JOB 1
Transcribe the portion of the covering-map post that begins at the words "the kernel of" and ends after the words "questions please? Thanks.".
JOB 2
In the covering-map post, to what element does the homomorphism into ℤ × ℤ send y?
JOB 3
Resume the covering-map post, starting after its final sentence.

For each of the following subgroups of

$$ \left \langle x,y \right \rangle = \pi_{1}(S^{1}\vee S^{1}) $$

construct a based covering map

$$ \ p:(\tilde{X},\tilde{b})\rightarrow (S^{1}\vee S^{1},b) $$

such that

$$ p_{\ast }\pi_{1}(\tilde{X},\tilde{b})\subset \pi_1(S^1\vee S^1,b) $$

is that subgroup:

i) $$ \left \langle x \right \rangle $$

ii) $$ \left \langle x^{n_1}y^{m_1}...x^{n_k}y^{m_k} : \sum{m}_i\ is\ even \right \rangle $$


the kernel of the homomorphism $$ \left \langle x,y \right \rangle\rightarrow \mathbb{Z}\times \mathbb{Z} $$

that sends x to (1, 0), and y to (0, 1).

Hi, I'm an undergrad doing algebraic topology and I'm really stuck on this homework question, I'm not very sure how to go about constructing the covering maps here at all, could someone give me a hint or a walk through of one of the questions please? Thanks.

DATA EXCERPT
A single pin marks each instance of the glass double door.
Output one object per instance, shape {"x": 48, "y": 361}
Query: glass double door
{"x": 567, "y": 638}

RIGHT ANSWER 1
the kernel of the homomorphism $$ \left \langle x,y \right \rangle\rightarrow \mathbb{Z}\times \mathbb{Z} $$

that sends x to (1, 0), and y to (0, 1).

Hi, I'm an undergrad doing algebraic topology and I'm really stuck on this homework question, I'm not very sure how to go about constructing the covering maps here at all, could someone give me a hint or a walk through of one of the questions please? Thanks.

RIGHT ANSWER 2
It sends y to (0, 1).

RIGHT ANSWER 3
You have to consider the action of $\pi_1(X,b)$ by deck transformations on the universal covering space $\widetilde{X}$. Then you take your given subgroup $\Gamma\subset \pi_1(X,b)$ and look at the quotient $\overline{X}=\Gamma\backslash \widetilde{X}$. It will turn out that $\pi_1(\overline{X},\overline{b})$ is isomorphic to $\Gamma$ and (because $p_*$ is injective) the same is true for its image under $p_*$.

In the case of $X=S^1\vee S^1$, the universal covering space is a 4-valent tree and the generators $x$ and $y$ act by "translations".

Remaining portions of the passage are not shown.